▶ Material for the task
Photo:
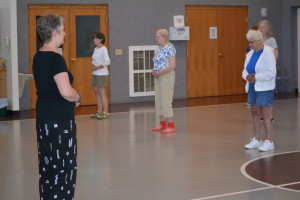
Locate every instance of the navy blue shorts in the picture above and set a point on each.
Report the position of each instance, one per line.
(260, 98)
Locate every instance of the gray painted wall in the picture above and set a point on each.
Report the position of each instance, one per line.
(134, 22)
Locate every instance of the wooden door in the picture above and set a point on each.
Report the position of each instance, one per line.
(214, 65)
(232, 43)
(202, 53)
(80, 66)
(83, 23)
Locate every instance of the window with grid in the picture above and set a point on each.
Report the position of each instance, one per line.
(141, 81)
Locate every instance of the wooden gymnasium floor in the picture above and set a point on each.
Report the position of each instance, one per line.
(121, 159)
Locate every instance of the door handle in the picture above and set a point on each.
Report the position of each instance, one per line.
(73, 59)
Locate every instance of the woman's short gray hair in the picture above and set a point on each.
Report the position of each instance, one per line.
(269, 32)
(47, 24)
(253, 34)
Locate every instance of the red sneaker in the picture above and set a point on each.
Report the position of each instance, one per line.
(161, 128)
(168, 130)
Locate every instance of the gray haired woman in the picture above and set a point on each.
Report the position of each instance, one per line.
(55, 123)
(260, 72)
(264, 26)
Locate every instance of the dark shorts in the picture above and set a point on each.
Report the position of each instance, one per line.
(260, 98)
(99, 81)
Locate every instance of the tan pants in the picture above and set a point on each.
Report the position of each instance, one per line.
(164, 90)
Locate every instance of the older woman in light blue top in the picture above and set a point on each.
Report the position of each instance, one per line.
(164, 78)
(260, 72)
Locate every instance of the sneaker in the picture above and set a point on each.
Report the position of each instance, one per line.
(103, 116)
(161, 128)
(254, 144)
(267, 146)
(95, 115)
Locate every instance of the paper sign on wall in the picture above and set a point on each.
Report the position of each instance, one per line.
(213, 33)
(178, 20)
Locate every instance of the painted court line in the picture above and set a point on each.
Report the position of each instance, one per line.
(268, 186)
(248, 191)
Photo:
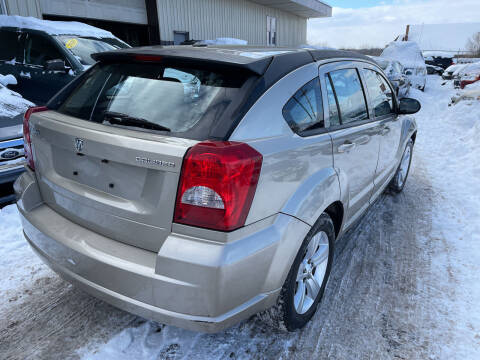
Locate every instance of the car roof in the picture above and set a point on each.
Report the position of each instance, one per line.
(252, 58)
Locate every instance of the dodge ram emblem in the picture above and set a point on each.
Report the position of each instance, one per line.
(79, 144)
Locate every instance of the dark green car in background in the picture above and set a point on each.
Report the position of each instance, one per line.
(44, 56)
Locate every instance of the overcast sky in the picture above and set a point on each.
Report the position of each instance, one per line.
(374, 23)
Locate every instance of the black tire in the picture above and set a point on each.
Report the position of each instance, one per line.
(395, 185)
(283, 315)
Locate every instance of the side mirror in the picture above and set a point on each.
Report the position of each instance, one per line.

▶ Required work
Give every line of the items above as a numbered list, skipping blank lines and leaving out the pictures.

▶ Result
1. Photo:
2. Locate every instance of the navy blue shorts in the picture above and set a point on each.
3. Report the position of each instance, one per line.
4. (260, 98)
5. Locate every instance of the gray painted wall in the picture above and set a point on each.
6. Report the position of each instance, one per line.
7. (134, 22)
8. Locate every instance of the wooden door in the picture above and set a point on each.
9. Report the position of each instance, one per line.
10. (214, 65)
11. (232, 43)
12. (202, 53)
13. (80, 66)
14. (83, 23)
15. Locate every instance of the window with grid in the picture above and set a point on each.
16. Report the position of each instance, one per line.
17. (141, 81)
18. Locate every instance of the wooden gymnasium floor in the picture above and set a point on each.
19. Report the position of each instance, one per line.
20. (121, 159)
21. Locate every instance of the door handle in the picture above and set a point on each.
22. Report the position of each instance, one per line.
23. (73, 59)
24. Locate every instance of the woman's short gray hair in the picture above and set a point on each.
25. Report the position of each instance, one per line.
26. (269, 32)
27. (47, 24)
28. (253, 34)
29. Locate every instance of the red sneaker in the picture above and set a point on each.
30. Report the position of each instance, one per line.
31. (161, 128)
32. (168, 130)
33. Locate every instance of the gray haired woman in the picture above and set a point on each.
34. Report the position of each instance, one per line.
35. (55, 123)
36. (260, 72)
37. (264, 26)
38. Locate every instance of the dark shorts in the picture above and set a point on each.
39. Report the position of each instance, one per line.
40. (260, 98)
41. (99, 81)
42. Locate every instance of the tan pants in the picture above and set a point on each.
43. Report the position of each instance, one per line.
44. (164, 90)
45. Locate every instance of the older woman in light blue top in the picture above and set a point on each.
46. Report the position of each instance, one per line.
47. (164, 78)
48. (260, 72)
49. Locate every instance of the sneaker in the picture above and set a point on each.
50. Report the position of each instance, one per line.
51. (103, 116)
52. (161, 128)
53. (254, 144)
54. (267, 146)
55. (95, 115)
56. Locate every instance of the paper sign on wall in the picture above and set a point on each.
57. Report the position of each instance, one per line.
58. (213, 33)
59. (178, 20)
60. Locate every instance of the painted court line in the picture above and set a point on each.
61. Report the position of each instance, one per line.
62. (268, 186)
63. (248, 191)
64. Photo:
65. Locate every instance of the car roof in the picture above and set a point on each.
66. Report the position of each instance, one per line.
67. (252, 58)
68. Locate every instance of the dodge ram emblem in the picture above and set a point on each.
69. Report the position of each instance, one per line.
70. (79, 144)
71. Locate every instance of the dark green car in background in the picture above and set a point on each.
72. Report the position of each instance, one per line.
73. (44, 56)
74. Locate every instance of the overcast sky in the picture above and set a point on each.
75. Report the position of each instance, one per line.
76. (374, 23)
77. Locate every instance of the black tire in the picture above and set a point on each.
78. Report the position of each instance, one per line.
79. (395, 185)
80. (283, 315)
81. Locate every instance of the side mirror in the picture above and set a point on each.
82. Report the position of each instance, one per line.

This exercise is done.